** Given passage **
------------------------------------------------------------------------

What’s what with the Aqsis Ray-Tracer, and Qt4 project development under Linux.

One of the subjects I once wrote about was, that I had a GUI installed on a Debian 8 / Jessie computer, which was called ‘Ayam’, and that it was mainly a front-end for 3D / Perspective graphics development, using the Aqsis Ray-Tracer (v1.8). And a question which some of my readers might have by now, could be, why this feature seems to have slipped out of the hands of the Linux software repositories, and therefore, out of the hands of users, of up-to-date Linux systems. Progress is supposed to go forwards and not backwards.

In order to answer that question, I feel that I must provide information, which starts completely from the opposite end. There exists a ‘GUI Library’, i.e., a library of function-calls that can be used by application programmers, to give their applications a GUI, but without having to do much of the coding, that actually generates the GUI itself. The GUI Library in question is called “Qt”. It’s a nice library, but, as with so many other versions of software, there are noticeably the Major Qt versions 4, 5 and 6 by now. While in the world at large, Qt4 is considered to be deprecated, and Qt6 is the bleeding edge under development, Linux software development has largely still been based on Qt4 and Qt5. So, what, you may ask?

------------------------------------------------------------------------

** Entries **
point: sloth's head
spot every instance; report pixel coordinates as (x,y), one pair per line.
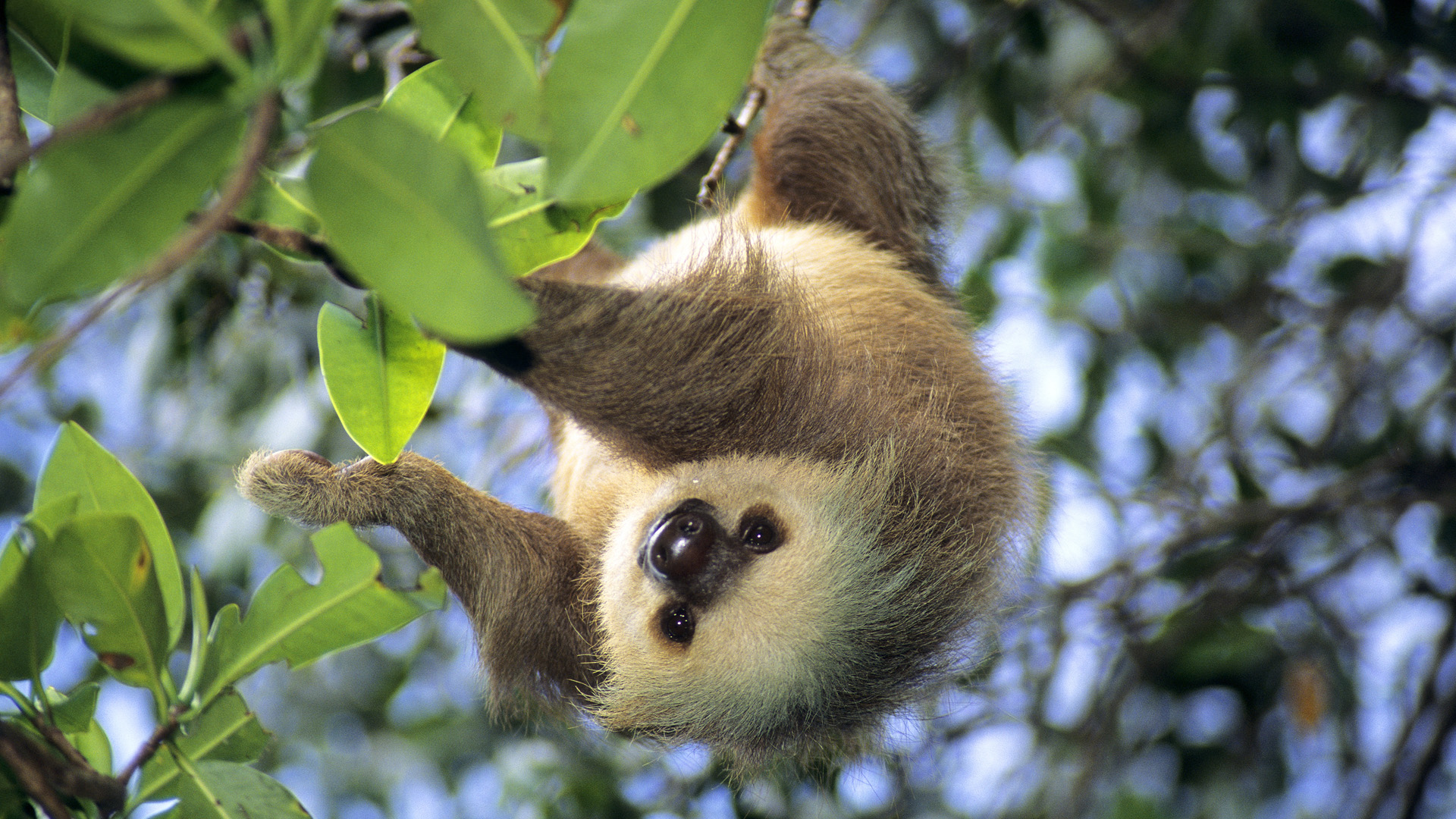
(752,604)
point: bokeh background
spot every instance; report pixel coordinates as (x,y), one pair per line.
(1210,246)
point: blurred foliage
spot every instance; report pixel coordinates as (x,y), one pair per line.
(1231,223)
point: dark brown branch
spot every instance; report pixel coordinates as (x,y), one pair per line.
(134,98)
(737,127)
(31,767)
(182,248)
(294,242)
(12,131)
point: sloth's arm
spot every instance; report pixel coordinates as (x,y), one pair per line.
(836,146)
(519,575)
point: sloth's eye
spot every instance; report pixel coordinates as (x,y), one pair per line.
(761,535)
(677,624)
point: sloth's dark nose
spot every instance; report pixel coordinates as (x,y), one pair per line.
(682,545)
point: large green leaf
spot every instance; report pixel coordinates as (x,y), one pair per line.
(215,789)
(638,88)
(490,47)
(99,572)
(168,36)
(431,101)
(405,215)
(530,229)
(290,620)
(381,373)
(80,466)
(96,207)
(28,614)
(299,30)
(226,730)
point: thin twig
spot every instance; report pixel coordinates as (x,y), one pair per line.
(294,242)
(134,98)
(737,127)
(12,131)
(182,248)
(149,748)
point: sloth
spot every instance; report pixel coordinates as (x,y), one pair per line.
(786,490)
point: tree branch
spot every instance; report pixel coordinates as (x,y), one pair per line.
(182,248)
(134,98)
(737,127)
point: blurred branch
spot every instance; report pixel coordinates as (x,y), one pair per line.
(134,98)
(182,248)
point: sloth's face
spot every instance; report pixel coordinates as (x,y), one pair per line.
(721,598)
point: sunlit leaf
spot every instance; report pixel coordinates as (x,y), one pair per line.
(431,101)
(290,620)
(96,207)
(80,466)
(530,229)
(618,88)
(215,789)
(101,573)
(226,730)
(168,36)
(490,49)
(403,212)
(381,373)
(28,614)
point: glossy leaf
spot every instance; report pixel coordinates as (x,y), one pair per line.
(80,466)
(290,620)
(530,229)
(431,101)
(168,36)
(73,711)
(101,573)
(215,789)
(96,207)
(299,33)
(28,614)
(381,373)
(490,47)
(226,730)
(618,88)
(403,212)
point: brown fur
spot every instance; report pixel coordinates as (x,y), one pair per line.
(794,359)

------------------------------------------------------------------------

** The task **
According to the post on the Aqsis Ray-Tracer, which two major Qt versions has Linux software development largely still been based on? The rows have no connection to the post on the Aqsis Ray-Tracer.

** Final result **
Qt4 and Qt5.